Texte fourni =
--*--

La fois où on a égaré son enfant dans un magasin à rayons parce qu’on s’est concentrée un peu trop longtemps sur le prix d’une robe, la fois où le bébé est resté seul dans sa chaise, posée sur la table, le temps d’aller démarrer une brassée et où…
« Non, il n’est pas tombé, heureusement, raconte Hélène. Mais, en gigotant, il avait réussi à approcher la chaise jusqu’au bord. »
Des plaisirs coupables? Yé!
Comme on mène des études sur à peu près tout, on a évidemment étudié les effets de la culpabilité sur la santé. Et, comme on pouvait s’en douter, avoir mauvaise conscience nous rend plus vulnérable aux maladies. Geoff Lowe, psychologue et chercheur à l’Université de Hull en Grande-Bretagne, a mesuré les effets sur l’organisme de plaisirs « coupables », tels manger du chocolat, prendre un verre ou deux, fumer, regarder un téléroman idiot ou magasiner. Ceux qui éprouvent le plus de remords face à ces petits plaisirs ont un système immunitaire moins performant : leur salive contient moins d’anticorps. Aussi, ils sont plus vulnérables au rhume et à la grippe. Le conseil du chercheur : permettez-vous quelques plaisirs coupables, dont vous jouirez avec bonheur. Ils sont vraiment excellents pour vous
Avoir un enfant, c’est prendre un ticket pour la culpabilité, en grande partie parce qu’il dépend totalement de nous. Bernard Uhl croit que les remords cachent souvent un conflit intérieur : va-t-on combler ses propres besoins ou ceux de son enfant? Et il est là, le péché : on ose parfois se choisir soi-même.
On pourrait donc affirmer, sans trop se tromper, que le niveau de culpabilité est souvent proportionnel au niveau de responsabilité. Mais jusqu’à quel point suis-je responsable du bonheur de mes enfants? de leurs traumatismes? de la solitude de mes parents vieillissants? de l’insatisfaction de mon conjoint?

--*--

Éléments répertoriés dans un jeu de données
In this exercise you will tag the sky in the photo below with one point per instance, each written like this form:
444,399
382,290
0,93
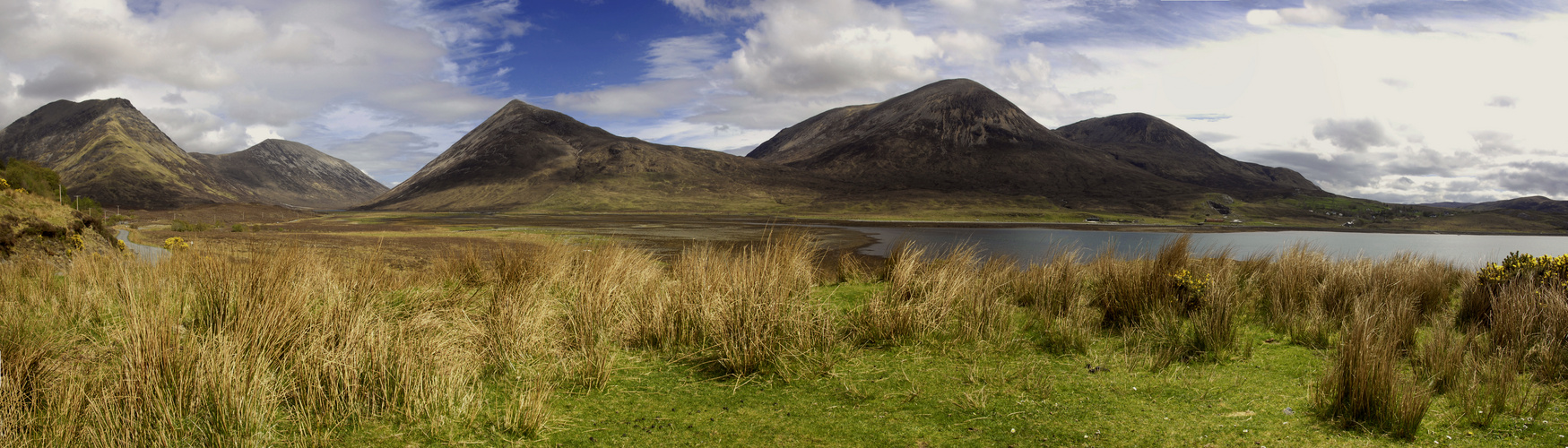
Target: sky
1399,100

--*--

Questions sur le document =
1. D'après le texte fourni, dans quelle université Geoff Lowe est-il chercheur ?
2. Extrayez du texte fourni le passage allant de « La fois où on » à « plaisirs coupables? Yé! ».
Les lignes de données n'ont aucun lien avec le texte fourni.

Corrigé des exercices =
1. À l'Université de Hull, en Grande-Bretagne.

2.
La fois où on a égaré son enfant dans un magasin à rayons parce qu’on s’est concentrée un peu trop longtemps sur le prix d’une robe, la fois où le bébé est resté seul dans sa chaise, posée sur la table, le temps d’aller démarrer une brassée et où…
« Non, il n’est pas tombé, heureusement, raconte Hélène. Mais, en gigotant, il avait réussi à approcher la chaise jusqu’au bord. »
Des plaisirs coupables? Yé!